--- Exercise 1 ---
Extract each line in the listing that contains the word "floral".
Begin Passage provided
Are we missing something?

2009 July 1
by Neil

As part of my research, I try to keep up with the trends and tools in software development (it has nothing to do with procrastination, either).

I’m beginning to wonder if maybe I’m missing a large chunk of people in my reading. According to the blogs and sites I follow, agile is far superior to other methodologies, Ruby and Python are orders of magnitude more productive, REST architectures are preferred, and, importantly for me in particular, requirements are best understood as user stories, and not as lists of MUST and SHOULD items. Let’s call this the agile world.

But I feel like there’s this other world, the world I hear about when I read academic papers, or read IBM/Oracle/MSFT blogs, or hear about work at large companies. This is the world of J2EE, of COBOL, of UML models, of reams of paper documentation, of Rational Rose, of ESB, of SOA, of WS-*. This, for lack of a better term, is the waterfall world.

Is it just me, or is this waterfall world not getting the message that people like David Anderson and Martin Fowler are spreading? Is there a reason for this? Frequently argued is the point that these systems are orders of magnitude more complex, older, and larger, and therefore ‘agile’ methodologies just won’t work. And true, some of the agile proponents are tiresome ideologues who talk but don’t listen.

So while it is appealing to self-identify as the little boy pointing out the emperor’s lack of apparel, maybe I’m out of touch. Maybe there really is a need for complex modeling initiatives, for up-front requirements documentation. I’m not talking about safety-critical software either — that’s a whole different kettle of fish, and a straw-man for the purposes of this discussion. No, I’m specifically referring to large corporate IT departments, process control software, line automation, etc.

I guess I just don’t know how to experience the waterfall world without being involved in it first-hand. In the agile world, there is hype aplenty — hype sells books and seminars and certifications — but , at the risk of sounding repetitive, experience reports and anecdote just won’t cut it (for either side). It’s extraordinarily difficult in the software community to get at any objective source of information — except surveys, typically.

So who’s up for a PhD establishing the benefits of agile and its ecosystem over waterfall and its suite of tools? Can such a thing even be established?

On Kanban, Lean, and ‘new’ software methodologies

2009 June 19
by Neil

This is a bit of a contrarian’s view of new software methodologies. First let’s acknowledge that to date, no methodology has reduced the essential complexity in software development, and there is still no silver bullet. That said, it seems obvious that software development has its flaws, although not as bad as Standish tried to insinuate. In other words, there does seem to be plenty of accidental complexity introduced with software development methodologies. It is increasingly clear that so-called ‘waterfall’ development methodologies are replete with accidental complexity (and in my view, accidental complexity is synonymous with waste).
End Passage provided
Begin Record excerpts
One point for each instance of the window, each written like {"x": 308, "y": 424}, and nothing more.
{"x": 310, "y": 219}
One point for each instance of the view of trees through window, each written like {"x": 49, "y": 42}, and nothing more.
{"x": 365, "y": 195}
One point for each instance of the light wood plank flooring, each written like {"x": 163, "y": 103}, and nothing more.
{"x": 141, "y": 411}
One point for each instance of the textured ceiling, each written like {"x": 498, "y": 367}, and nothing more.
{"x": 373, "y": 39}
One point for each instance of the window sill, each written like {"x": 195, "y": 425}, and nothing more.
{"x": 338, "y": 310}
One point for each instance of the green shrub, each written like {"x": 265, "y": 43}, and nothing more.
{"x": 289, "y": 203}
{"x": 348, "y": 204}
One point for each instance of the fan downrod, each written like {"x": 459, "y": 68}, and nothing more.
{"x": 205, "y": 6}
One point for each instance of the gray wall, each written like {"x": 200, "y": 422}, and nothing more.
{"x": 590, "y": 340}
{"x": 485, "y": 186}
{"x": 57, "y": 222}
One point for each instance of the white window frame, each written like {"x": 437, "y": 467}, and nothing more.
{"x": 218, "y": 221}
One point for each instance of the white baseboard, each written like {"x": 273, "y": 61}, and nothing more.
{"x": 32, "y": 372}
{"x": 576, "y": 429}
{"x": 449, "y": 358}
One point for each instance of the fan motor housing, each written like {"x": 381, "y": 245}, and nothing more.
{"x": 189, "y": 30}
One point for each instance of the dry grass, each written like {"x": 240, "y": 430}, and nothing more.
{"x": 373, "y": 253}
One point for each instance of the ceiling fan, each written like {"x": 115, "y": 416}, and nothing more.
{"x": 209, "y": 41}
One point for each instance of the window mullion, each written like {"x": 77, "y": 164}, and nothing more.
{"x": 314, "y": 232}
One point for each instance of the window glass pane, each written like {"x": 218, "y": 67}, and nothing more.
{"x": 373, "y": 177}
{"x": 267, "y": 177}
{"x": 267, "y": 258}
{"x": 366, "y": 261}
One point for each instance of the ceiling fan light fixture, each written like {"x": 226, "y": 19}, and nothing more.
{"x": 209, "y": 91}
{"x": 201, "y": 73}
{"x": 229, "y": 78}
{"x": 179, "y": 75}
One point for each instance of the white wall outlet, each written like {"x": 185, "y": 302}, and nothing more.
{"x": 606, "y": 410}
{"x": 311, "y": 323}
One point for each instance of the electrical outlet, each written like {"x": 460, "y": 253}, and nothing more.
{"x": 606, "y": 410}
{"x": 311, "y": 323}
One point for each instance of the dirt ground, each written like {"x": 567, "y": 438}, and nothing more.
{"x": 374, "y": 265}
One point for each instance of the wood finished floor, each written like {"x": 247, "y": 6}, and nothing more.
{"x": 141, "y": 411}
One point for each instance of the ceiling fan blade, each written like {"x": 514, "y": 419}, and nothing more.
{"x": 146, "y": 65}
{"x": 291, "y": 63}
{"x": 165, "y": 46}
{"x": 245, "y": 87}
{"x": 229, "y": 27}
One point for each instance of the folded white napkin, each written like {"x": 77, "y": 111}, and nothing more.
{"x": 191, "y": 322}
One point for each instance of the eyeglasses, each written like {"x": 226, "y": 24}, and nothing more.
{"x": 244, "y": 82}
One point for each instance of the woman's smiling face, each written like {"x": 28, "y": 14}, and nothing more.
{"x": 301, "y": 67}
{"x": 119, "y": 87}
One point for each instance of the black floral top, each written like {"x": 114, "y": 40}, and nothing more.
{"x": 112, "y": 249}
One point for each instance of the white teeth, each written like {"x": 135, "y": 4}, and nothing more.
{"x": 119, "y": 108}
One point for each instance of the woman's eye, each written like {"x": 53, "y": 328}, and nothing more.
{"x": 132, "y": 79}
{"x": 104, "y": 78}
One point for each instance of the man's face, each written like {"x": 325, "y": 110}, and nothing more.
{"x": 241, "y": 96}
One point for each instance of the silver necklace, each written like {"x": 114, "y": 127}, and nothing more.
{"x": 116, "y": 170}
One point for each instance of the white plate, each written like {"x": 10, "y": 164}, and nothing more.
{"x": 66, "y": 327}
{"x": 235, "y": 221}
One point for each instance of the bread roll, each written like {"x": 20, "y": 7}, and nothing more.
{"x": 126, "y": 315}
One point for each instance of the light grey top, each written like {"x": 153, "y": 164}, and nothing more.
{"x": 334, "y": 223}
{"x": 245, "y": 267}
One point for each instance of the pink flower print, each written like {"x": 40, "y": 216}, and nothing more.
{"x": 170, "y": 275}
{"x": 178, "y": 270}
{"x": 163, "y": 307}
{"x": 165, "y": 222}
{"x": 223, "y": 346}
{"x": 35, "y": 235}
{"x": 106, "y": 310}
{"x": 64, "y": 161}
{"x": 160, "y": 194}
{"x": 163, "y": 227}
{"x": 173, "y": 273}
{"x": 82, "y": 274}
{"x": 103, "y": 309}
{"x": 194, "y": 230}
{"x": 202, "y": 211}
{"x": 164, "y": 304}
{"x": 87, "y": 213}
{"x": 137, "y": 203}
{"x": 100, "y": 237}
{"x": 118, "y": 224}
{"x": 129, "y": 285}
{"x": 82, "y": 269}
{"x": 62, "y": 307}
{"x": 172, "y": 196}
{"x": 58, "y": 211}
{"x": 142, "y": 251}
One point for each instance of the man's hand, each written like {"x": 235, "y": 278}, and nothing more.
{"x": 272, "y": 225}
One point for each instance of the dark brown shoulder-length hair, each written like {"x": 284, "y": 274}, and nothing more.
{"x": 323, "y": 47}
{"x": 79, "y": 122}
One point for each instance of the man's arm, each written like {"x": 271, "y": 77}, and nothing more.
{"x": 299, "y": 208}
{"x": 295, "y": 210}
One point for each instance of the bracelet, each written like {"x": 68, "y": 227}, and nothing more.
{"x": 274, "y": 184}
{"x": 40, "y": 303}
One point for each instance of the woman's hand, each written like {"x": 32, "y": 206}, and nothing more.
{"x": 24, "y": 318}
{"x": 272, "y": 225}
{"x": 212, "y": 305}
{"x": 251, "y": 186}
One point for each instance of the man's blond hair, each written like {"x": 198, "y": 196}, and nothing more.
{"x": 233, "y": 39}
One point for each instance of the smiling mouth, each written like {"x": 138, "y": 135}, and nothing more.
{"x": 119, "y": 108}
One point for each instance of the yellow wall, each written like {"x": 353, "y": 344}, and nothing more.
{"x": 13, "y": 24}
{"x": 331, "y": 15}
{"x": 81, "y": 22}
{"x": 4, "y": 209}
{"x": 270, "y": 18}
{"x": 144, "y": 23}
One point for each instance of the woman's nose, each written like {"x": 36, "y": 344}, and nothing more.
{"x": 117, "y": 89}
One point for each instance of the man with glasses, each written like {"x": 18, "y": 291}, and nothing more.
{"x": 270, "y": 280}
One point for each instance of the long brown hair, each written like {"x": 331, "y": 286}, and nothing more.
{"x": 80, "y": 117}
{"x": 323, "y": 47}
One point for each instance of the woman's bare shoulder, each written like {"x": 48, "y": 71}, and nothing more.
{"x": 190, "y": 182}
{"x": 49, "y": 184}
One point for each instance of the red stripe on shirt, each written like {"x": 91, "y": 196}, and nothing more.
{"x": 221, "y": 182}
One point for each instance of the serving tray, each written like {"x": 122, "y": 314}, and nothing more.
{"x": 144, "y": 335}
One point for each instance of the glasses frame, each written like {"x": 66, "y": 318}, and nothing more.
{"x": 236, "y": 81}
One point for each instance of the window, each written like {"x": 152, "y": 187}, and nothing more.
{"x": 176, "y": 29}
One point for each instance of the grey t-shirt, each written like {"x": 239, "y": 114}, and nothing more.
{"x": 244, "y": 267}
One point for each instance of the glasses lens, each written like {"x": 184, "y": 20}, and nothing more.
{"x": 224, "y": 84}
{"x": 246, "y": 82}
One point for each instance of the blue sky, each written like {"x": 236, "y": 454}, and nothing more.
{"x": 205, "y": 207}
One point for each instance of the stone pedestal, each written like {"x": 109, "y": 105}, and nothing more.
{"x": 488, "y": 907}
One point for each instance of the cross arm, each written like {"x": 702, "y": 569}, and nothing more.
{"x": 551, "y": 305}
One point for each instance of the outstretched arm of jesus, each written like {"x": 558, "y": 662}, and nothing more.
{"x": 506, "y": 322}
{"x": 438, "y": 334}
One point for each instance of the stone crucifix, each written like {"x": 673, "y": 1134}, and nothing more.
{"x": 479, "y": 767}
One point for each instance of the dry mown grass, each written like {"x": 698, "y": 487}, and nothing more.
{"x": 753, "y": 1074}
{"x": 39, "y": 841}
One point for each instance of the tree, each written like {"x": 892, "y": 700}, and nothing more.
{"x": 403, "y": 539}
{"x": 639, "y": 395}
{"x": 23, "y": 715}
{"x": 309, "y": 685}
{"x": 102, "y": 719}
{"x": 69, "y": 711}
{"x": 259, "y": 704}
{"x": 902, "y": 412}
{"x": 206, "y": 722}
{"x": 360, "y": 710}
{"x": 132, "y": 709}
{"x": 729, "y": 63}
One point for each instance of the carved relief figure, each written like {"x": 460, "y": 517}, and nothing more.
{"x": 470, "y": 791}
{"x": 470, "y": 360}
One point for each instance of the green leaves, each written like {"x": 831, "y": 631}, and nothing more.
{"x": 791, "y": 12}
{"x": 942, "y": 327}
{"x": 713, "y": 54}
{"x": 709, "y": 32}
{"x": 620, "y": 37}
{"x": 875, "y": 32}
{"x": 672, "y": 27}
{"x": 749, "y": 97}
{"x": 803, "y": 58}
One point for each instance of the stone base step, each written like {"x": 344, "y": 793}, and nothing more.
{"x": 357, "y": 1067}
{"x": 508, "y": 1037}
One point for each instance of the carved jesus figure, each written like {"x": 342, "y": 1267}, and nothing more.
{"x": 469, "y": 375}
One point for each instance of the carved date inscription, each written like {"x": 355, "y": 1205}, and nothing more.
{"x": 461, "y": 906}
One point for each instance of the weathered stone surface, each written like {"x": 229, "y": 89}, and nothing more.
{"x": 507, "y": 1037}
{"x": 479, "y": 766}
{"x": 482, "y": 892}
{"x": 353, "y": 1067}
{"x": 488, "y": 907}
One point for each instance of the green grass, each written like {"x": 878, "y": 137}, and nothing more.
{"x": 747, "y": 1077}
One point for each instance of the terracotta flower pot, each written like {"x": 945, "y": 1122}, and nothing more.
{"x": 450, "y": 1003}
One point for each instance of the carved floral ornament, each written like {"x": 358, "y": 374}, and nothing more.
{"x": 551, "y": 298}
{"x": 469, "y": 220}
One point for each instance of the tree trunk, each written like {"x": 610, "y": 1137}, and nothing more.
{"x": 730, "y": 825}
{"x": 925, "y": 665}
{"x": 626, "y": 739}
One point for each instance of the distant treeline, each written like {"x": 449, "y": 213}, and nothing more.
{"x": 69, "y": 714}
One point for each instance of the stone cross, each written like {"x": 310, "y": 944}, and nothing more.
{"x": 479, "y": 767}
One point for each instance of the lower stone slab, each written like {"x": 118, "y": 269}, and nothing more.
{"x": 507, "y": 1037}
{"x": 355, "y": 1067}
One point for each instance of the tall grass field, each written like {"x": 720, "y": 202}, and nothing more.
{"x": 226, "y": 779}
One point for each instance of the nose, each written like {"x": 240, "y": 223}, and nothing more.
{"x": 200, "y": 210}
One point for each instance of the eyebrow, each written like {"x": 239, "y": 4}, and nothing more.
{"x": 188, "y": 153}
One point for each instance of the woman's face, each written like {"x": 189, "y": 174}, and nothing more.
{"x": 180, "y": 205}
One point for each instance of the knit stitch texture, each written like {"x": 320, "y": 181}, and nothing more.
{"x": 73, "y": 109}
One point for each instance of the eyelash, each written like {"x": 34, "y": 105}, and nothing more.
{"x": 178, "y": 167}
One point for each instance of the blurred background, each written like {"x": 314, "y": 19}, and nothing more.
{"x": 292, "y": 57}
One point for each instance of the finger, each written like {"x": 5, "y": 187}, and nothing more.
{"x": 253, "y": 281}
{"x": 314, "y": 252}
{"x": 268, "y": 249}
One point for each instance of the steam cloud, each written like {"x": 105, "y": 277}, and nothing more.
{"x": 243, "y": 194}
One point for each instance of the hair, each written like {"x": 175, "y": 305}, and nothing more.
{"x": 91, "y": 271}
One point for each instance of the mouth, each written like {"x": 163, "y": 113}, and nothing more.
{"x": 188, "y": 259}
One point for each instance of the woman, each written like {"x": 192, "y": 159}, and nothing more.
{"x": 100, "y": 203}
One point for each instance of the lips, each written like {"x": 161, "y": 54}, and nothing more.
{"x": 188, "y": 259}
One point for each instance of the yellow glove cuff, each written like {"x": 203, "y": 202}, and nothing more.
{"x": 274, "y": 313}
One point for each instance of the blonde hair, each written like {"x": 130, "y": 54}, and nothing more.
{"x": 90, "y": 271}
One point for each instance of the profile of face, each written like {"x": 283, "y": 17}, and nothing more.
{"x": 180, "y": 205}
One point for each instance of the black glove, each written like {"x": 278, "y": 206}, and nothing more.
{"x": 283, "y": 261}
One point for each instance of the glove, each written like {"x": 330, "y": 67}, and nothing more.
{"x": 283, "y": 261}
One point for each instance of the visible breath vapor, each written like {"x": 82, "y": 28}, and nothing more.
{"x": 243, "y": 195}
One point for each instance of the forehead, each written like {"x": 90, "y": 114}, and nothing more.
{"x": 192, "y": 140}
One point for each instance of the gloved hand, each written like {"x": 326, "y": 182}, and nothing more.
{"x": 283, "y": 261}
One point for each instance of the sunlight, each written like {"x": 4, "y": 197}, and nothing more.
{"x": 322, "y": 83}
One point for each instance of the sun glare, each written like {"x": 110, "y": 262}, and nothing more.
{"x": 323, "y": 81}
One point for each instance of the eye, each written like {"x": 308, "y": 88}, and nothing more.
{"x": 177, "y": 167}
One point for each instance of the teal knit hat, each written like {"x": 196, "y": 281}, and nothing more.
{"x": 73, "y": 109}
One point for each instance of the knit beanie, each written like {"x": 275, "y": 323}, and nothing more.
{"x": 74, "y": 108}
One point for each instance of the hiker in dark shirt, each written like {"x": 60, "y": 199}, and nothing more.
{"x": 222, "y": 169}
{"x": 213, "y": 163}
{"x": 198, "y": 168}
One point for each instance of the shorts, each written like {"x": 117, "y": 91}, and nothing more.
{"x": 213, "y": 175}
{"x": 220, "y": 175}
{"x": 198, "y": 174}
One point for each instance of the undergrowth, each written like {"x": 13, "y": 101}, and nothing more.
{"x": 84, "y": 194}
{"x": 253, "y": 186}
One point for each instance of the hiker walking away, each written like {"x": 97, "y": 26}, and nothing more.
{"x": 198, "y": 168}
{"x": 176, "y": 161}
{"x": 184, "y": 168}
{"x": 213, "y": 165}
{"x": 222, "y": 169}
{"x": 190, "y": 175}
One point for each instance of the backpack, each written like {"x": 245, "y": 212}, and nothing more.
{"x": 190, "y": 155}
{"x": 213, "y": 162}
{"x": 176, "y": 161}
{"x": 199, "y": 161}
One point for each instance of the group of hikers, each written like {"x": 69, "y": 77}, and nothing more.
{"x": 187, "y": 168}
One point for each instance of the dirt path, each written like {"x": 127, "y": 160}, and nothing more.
End Record excerpts
--- Exercise 2 ---
Resume the blog post on software development methodologies, starting right after its final sentence.

--- Exercise answer 1 ---
One point for each instance of the black floral top, each written like {"x": 114, "y": 40}, and nothing more.
One point for each instance of the carved floral ornament, each written like {"x": 358, "y": 374}, and nothing more.

--- Exercise answer 2 ---
There have been a number of improvements suggested. Two popular methodologies (paradigms, really) are Scrum and Kanban (where Kanban stands for pull-based processes). Both seem to be moving to widespread adoption in the industry (Scrum is ahead of Kanban in this regard, I think). And now the real problem starts. As Tom Grant mentions, this is when the bad implementations start. Someone attends a conference or reads a blog, thinks, ‘map the value stream! we can do that!’ and introduces it to his manager. He’s persuasive, and it’s Friday so the manager wants to go home, so a pilot is approved. The champion may even have some form of certification. The result is a half-assed implementation with no senior management buy-in. What is in reality a complex and holistic methodology, requiring paradigm-shifting levels of commitment from the company, ends up failing miserably. There’s push-back against the process — people start to ask where the high-level design is, a crisis arises pulling staff off the project, etc. This is not uncommon in any methodology — the original ‘waterfall’ paper didn’t actually say “lock in requirements first, then develop, then test, and never talk to the customer”

One of the main problems behind this is a lack of objective information on the methodology. Issue 1 is that while nearly every report you read about the process is positive (of the ‘we implemented 2 week Scrum sprints and reduced delivery time by 123%’ variety), they are often biased and don’t control for confounding factors. These aren’t meaningful case studies, but rather experience reports. They typically don’t have a central proposition defined in advance, they don’t explore rival explanations, they don’t generalize to a theory, and they fail to address threats to validity. I’d caution against reading too much into these reports.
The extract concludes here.